┌─ Texte extrait

Petit clin d'oeil... Je vous renvoie à un poème écrit en 1984 :

La mort de David Bowie a donc été un électrochoc pour moi. Elle m'a incité à me remettre à écouter de la musique. J'avais commencé à le faire depuis quelques mois mais pas de façon systématique et surtout pas "les groupes de mes jeunes années" (notamment Depeche Mode). Là, outre la redécouverte (en cours !) de David Bowie, j'ai replongé avec délice dans l'univers de Depeche Mode, comblant les années où j'avais cessé d'écouter et même d'aimer ce groupe qui a tant fait dans ma construction à mon adolescence. A propos de construction ("Construction Time Again" : excellent album de Depeche Mode, un de mes favoris de mes jeunes années avec "A Broken Frame"...), deux autres groupes m'ont construit alors... L'éphémère FGTH (Frankie !) dont la chanson titre du double album "Welcome to the Pleasure Dome" (titre inspiré d'un poème sublime de S.T. Coleridge...) m'avait montré ce que je voulais faire plus tard : ingénieur du son, créateur d'ambiances sonores, remixeur fou... Bon, projet sans lendemain. Mais qu'importe ! L'autre groupe qui m'a tellement construit, notamment pendant mes années estudiantines, fut évidemment Madness, groupe mythique s'il en est, malheureusement peu et mal connu de ce côté de la Manche mais objet d'un véritable culte en Angleterre, et qui fit un retour remarqué en 2009 avec "The Liberty of Norton Folgate".

Ecouter de la musique... Retrouver ce plaisir, ce besoin... Lors de mon séjour à l'hôpital en 2008 (suite à la dégradation violente et irréversible de l'état de santé de ma mère), le psy m'avait conseillé la musicothérapie. J'avais souri. Je n'avais pas spécialement prêté attention à ses propos... Pourtant, il avait bien raison ! Maintenant que je réécoute de la musique quotidiennement ou presque, je redécouvre combien elle est pour moi aussi indispensable (vitale) que de lire, de prier, de regarder des films (et des séries !)...

La mort de David Bowie m'a également fait prendre conscience de ce que j'étais devenu : un vieux con aigri... Et que ce n'était pas irréversible. Il fallait que j'agisse. Pour ça, je me devais d'accepter qui j'étais et où j'étais. Agir ici et maintenant. "Hic et nunc" ! Ma vie est ici et maintenant. Elle n'est pas dans des chimères, dans des regrets, dans des amertumes... Accepter qui je suis, comme le héros de "Un jour sans fin" (le jour de la marmotte !) qui peut enfin interrompre la malédiction qui le frappe en laissant parler son coeur et en acceptant son statut de simple mortel.

└─

**Consignes:**
A. D'après le texte extrait, pourquoi le psy avait-il raison de conseiller la musicothérapie ?
B. Réécrivez les lignes du listing en commençant par celle qui contient « A point belongs on each instance of the frozen » et en allant jusqu'à celle qui contient « Target: frozen strawberry », avec « thawed » à la place de « frozen ».

┌─ Extraits du listing

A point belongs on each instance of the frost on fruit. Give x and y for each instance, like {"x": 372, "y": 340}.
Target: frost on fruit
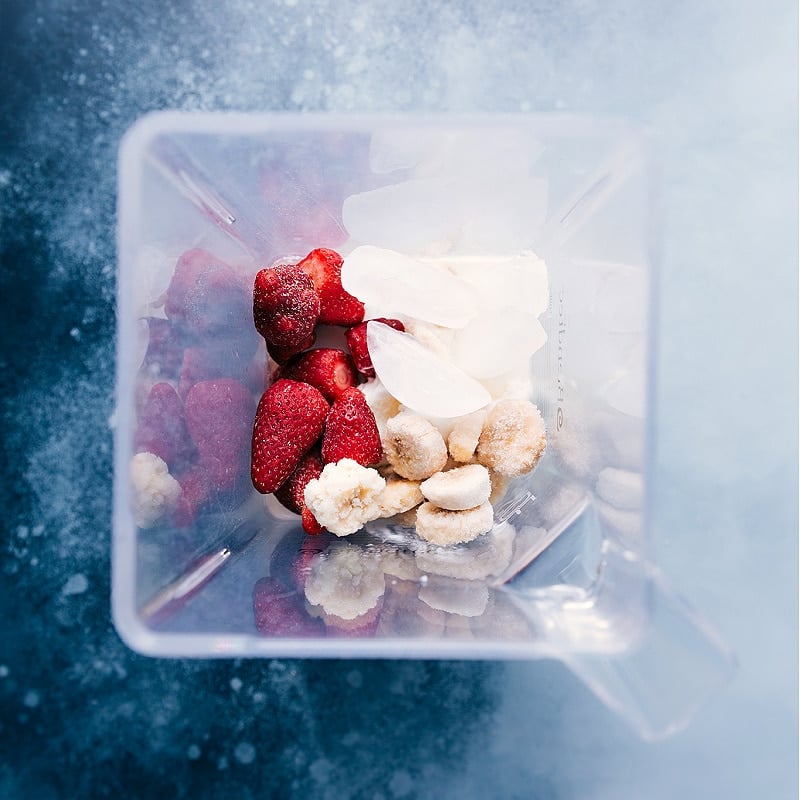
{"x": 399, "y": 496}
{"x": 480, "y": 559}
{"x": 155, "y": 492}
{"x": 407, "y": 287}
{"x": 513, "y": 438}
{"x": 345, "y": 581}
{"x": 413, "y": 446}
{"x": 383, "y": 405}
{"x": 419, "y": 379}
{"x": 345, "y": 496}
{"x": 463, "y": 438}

└─
┌─ Extraits du listing

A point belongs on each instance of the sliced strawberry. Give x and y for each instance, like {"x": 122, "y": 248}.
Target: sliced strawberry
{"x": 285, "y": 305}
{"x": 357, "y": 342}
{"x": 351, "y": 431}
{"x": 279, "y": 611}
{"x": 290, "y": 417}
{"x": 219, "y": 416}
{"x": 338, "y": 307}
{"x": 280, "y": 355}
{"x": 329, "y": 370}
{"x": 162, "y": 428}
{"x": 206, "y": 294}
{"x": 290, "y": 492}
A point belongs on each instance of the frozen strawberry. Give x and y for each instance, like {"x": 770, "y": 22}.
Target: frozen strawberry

└─
┌─ Extraits du listing

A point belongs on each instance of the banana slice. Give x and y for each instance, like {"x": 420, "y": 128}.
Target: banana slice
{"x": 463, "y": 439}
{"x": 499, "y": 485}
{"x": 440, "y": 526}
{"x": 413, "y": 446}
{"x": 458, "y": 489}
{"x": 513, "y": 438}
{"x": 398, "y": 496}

└─

**Résultats:**
A. Maintenant qu'il réécoute de la musique presque tous les jours, l'auteur redécouvre qu'elle lui est aussi indispensable, et même vitale, que lire, prier ou regarder des films et des séries.

B.
A point belongs on each instance of the thawed strawberry. Give x and y for each instance, like {"x": 770, "y": 22}.
Target: thawed strawberry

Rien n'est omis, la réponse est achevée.